# Start of GIVEN TEXT

A review of Austin Carson, “Secret Wars: Covert Conflict in International Politics” (Princeton University Press, 2018)


In a series of memos written in late 1951 and early 1952, in the midst of the Korean War, U.S. intelligence agencies concluded that a “de facto air war exists over North Korea between the UN and the USSR.” As many as 30,000 Russians were “physically involved in the Korean War,” the CIA reported, piloting more than 150 aircraft in daily combat missions. Within a decade of the beginning of the Cold War, direct combat was already under way between the two superpowers. Yet both the United States and the Soviet Union kept it secret.

Why did the Soviet Union intervene covertly in the Korean War, despite having good reason to assume that the United States would detect its intervention? More puzzling, why did the U.S. government, after it had detected the presence of Russian pilots, play along—preserving the Soviets’ secret until the declassification of a wave of U.S. intelligence documents a half-century later? Why would adversarial states ever collude to keep each other’s secrets?

The answer to these puzzles, argues Austin Carson in his excellent new book, “Secret Wars: Covert Conflict in International Politics,” lies in states’ desire for escalation control. The need to prevent limited confrontations from turning into all-out wars can drive states to intervene covertly and encourage other major powers to refrain from blowing the whistle. Examples of covert interventions and collusive secrecy, Carson argues, are much more common than scholars have previously recognized, playing an important role in wars ranging from the Spanish Civil War in the 1930s to current conflicts in Ukraine and Syria. His book is the latest addition to a burgeoning literature that has emerged in the past decade on the role of secrecy and deception in diplomacy, crisis bargaining, strategic decision-making, international institutions, military operations and international law.

The idea that control of escalation during wartime poses serious challenges for states is not new: It has been a major concern of theorists from Carl von Clausewitz to Thomas Schelling. But the importance of mutually advantageous secrecy (as opposed to the use of secrecy to keep things from the enemy) in reducing the risks of uncontrolled escalation has never been explored this thoroughly. For Carson, two threats to the control of war are especially relevant: hawkish domestic politics that can force leaders to respond aggressively to provocations, and the risks of miscommunication between adversaries, who will often be inclined to assume the worst about each other’s intentions. Secrecy helps states solve both these problems: It insulates leaders from domestic hawkish pressures while sending the message that the intervener is serious enough about its interests to intervene, but also restrained enough to avoid an open provocation. “This blend of moderate resolve and moderate restraint,” writes Carson, “can be ideally suited to producing the shared understanding that is key to controlling escalation and limiting war.”

# End of GIVEN TEXT

▶ EXERCISE BRIEF
Rewrite the passage of the Secret Wars review from "In a series" to "kept it secret.", changing "aircraft" to "planes".

# Start of DATASET EXTRACT

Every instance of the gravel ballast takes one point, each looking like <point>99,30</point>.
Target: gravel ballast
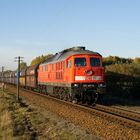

# End of DATASET EXTRACT

▶ FULL SOLUTION
In a series of memos written in late 1951 and early 1952, in the midst of the Korean War, U.S. intelligence agencies concluded that a “de facto air war exists over North Korea between the UN and the USSR.” As many as 30,000 Russians were “physically involved in the Korean War,” the CIA reported, piloting more than 150 planes in daily combat missions. Within a decade of the beginning of the Cold War, direct combat was already under way between the two superpowers. Yet both the United States and the Soviet Union kept it secret.